▶ _Extracted information_:
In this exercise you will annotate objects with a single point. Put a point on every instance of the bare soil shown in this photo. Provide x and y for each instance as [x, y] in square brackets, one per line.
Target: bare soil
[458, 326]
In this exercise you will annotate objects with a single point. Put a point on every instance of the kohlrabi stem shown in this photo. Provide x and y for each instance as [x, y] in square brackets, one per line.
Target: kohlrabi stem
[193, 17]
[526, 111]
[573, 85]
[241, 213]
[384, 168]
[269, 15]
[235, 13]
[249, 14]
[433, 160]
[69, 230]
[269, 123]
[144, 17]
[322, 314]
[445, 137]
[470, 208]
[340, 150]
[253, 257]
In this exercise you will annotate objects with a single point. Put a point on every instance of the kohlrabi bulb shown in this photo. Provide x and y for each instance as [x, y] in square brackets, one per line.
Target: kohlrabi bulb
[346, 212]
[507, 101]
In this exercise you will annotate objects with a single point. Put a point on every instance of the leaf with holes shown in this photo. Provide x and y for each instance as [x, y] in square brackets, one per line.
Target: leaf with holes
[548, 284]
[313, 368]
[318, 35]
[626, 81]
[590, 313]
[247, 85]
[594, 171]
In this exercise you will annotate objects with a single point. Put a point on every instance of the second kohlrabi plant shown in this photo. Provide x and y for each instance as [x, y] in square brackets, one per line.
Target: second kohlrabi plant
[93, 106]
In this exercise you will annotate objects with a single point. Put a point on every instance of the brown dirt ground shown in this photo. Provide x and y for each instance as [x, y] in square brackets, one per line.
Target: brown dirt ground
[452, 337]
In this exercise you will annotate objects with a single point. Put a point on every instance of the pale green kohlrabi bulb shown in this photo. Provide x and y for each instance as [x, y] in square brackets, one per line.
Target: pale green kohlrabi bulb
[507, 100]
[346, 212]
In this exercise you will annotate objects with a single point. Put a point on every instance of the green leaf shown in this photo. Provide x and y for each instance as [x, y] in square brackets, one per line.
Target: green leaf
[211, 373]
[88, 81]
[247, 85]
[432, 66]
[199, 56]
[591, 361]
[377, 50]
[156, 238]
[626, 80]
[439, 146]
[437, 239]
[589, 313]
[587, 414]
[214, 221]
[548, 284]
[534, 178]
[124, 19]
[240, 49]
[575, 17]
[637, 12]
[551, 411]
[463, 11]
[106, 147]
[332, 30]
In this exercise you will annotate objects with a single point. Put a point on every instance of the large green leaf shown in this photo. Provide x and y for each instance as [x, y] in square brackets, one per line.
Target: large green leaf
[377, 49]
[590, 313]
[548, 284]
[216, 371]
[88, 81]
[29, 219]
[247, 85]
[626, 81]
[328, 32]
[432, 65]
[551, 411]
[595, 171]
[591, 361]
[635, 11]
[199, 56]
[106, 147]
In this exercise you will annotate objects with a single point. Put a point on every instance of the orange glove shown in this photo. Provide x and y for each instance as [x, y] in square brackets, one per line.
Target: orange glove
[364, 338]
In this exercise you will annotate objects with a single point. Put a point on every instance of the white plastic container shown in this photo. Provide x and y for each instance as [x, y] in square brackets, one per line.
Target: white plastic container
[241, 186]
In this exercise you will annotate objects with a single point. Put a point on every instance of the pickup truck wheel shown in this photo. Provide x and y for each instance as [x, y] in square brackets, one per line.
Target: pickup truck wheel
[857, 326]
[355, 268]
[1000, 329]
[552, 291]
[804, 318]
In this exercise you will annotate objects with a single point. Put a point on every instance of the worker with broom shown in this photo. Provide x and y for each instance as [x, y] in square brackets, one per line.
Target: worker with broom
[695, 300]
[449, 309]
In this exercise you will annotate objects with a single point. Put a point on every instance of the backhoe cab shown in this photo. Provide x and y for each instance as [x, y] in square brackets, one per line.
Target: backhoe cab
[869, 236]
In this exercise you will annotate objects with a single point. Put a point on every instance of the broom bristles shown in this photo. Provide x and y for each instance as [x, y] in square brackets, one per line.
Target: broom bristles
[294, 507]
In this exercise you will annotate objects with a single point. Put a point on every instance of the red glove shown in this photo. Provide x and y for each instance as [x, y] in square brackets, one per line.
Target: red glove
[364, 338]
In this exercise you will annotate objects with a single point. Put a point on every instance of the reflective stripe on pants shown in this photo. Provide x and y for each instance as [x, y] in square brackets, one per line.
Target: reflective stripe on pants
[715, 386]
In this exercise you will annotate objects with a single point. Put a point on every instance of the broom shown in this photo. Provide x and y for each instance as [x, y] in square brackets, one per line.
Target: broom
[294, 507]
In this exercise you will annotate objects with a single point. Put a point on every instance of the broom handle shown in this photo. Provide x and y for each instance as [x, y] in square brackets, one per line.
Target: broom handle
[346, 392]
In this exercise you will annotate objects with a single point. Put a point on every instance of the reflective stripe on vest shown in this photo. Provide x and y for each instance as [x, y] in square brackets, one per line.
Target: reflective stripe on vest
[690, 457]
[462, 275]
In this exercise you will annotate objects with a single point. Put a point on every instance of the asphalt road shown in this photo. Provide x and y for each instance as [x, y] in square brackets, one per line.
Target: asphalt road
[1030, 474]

▶ _Work order_: An exact copy of all the entries above is what is needed.

▶ _Answer space_:
In this exercise you will annotate objects with a single point. Put a point on every instance of the bare soil shown in this photo. Provide x and y for each instance as [x, y] in square brackets, one per line.
Target: bare soil
[458, 326]
In this exercise you will annotate objects with a single point. Put a point on every instance of the kohlrabi stem shown in this photo. Provide x and y for each instance as [x, y] in square brackets, one per line.
Target: kohlrabi stem
[193, 17]
[526, 111]
[573, 85]
[241, 213]
[384, 168]
[269, 15]
[235, 13]
[249, 14]
[433, 160]
[69, 230]
[269, 123]
[144, 17]
[322, 314]
[445, 137]
[470, 208]
[340, 150]
[253, 257]
In this exercise you will annotate objects with a single point. Put a point on every instance of the kohlrabi bulb shown in this photo. Provide x and y for each instance as [x, y] in square brackets, one per line.
Target: kohlrabi bulb
[346, 212]
[507, 101]
In this exercise you will annotate objects with a single point. Put a point on every instance of the leaf with holes shown in this photo. Provide x and y for each instance as [x, y] in square brackets, one per line.
Target: leaf with holes
[548, 284]
[313, 368]
[318, 35]
[626, 81]
[590, 313]
[247, 85]
[594, 171]
In this exercise you will annotate objects with a single point. Put a point on every instance of the second kohlrabi plant shown in this photo. Provide x and y for each instance as [x, y] in square brackets, one per line.
Target: second kohlrabi plant
[93, 106]
In this exercise you will annotate objects with a single point. Put a point on every instance of the brown dirt ground shown in this photo. Provide x and y for each instance as [x, y] in square brackets, one per line.
Target: brown dirt ground
[452, 337]
In this exercise you will annotate objects with a single point. Put a point on every instance of the pale green kohlrabi bulb shown in this photo. Provide x and y for each instance as [x, y] in square brackets, one per line.
Target: pale green kohlrabi bulb
[507, 100]
[346, 212]
In this exercise you will annotate objects with a single point. Put a point on every instance of the green leaf shown in this photo. Provide x and y for each instance as [x, y] in square brackets, one per line.
Target: green leaf
[211, 373]
[88, 81]
[247, 85]
[432, 66]
[199, 56]
[591, 361]
[377, 50]
[156, 238]
[626, 80]
[439, 146]
[437, 239]
[589, 313]
[587, 414]
[214, 221]
[548, 284]
[534, 178]
[124, 19]
[240, 49]
[575, 17]
[637, 12]
[551, 411]
[463, 11]
[106, 147]
[332, 30]
In this exercise you will annotate objects with a single point. Put a point on every instance of the large green leaf shown in this photo. Provide x and y for each instance as [x, y] in square brackets, one per line.
Target: large green leaf
[377, 49]
[590, 313]
[548, 284]
[216, 371]
[88, 81]
[29, 219]
[247, 85]
[626, 81]
[328, 32]
[432, 65]
[551, 411]
[595, 171]
[591, 361]
[635, 11]
[199, 56]
[106, 147]
In this exercise you will annotate objects with a single point. Put a point on every instance of the orange glove shown in this photo. Provide x and y for each instance as [x, y] in square brackets, one per line.
Target: orange glove
[364, 338]
In this exercise you will annotate objects with a single point. Put a point on every instance of the white plastic container shown in this photo. Provide x and y for each instance as [x, y] in square brackets, one per line.
Target: white plastic container
[241, 186]
In this exercise you will annotate objects with a single point. Put a point on every instance of the pickup truck wheel shown in this photo. Provide x and y for each instance as [x, y] in square brackets, one per line.
Target: pickup truck wheel
[857, 326]
[355, 268]
[1000, 329]
[552, 291]
[804, 318]
In this exercise you will annotate objects with a single point. Put a point on every instance of the worker with broom shown in this photo. Provide x and y for each instance as [x, y] in square brackets, one per line.
Target: worker with broom
[695, 300]
[449, 309]
In this exercise you will annotate objects with a single point. Put a point on every instance of the backhoe cab shown in this photo. Provide x and y for each instance as [x, y] in square brackets, one per line.
Target: backhoe cab
[869, 236]
In this exercise you will annotate objects with a single point. Put a point on every instance of the broom bristles shown in this photo. Provide x and y for each instance as [x, y] in square brackets, one per line.
Target: broom bristles
[294, 507]
In this exercise you will annotate objects with a single point. Put a point on every instance of the red glove shown in this photo. Provide x and y for each instance as [x, y] in square brackets, one per line.
Target: red glove
[364, 338]
In this exercise you will annotate objects with a single point. Put a point on every instance of the reflective stripe on pants shown in this photo. Provide x and y for each instance as [x, y] in square brackets, one per line.
Target: reflective stripe on pants
[715, 386]
In this exercise you will annotate objects with a single point. Put a point on every instance of the broom shown in this photo. Provide x and y for each instance as [x, y] in square brackets, one per line.
Target: broom
[294, 507]
In this exercise you will annotate objects with a single point. Put a point on every instance of the broom handle shown in this photo. Provide x and y for each instance as [x, y] in square brackets, one per line.
Target: broom handle
[346, 392]
In this exercise you will annotate objects with a single point. Put a point on every instance of the reflective stripe on vest shown in this photo. Provide x and y for each instance as [x, y] in square brackets, one per line.
Target: reflective stripe on vest
[690, 457]
[462, 275]
In this exercise you will annotate objects with a single point. Put a point on every instance of the asphalt road shown in this photo. Provide x and y for each instance as [x, y] in square brackets, one per line.
Target: asphalt road
[1030, 474]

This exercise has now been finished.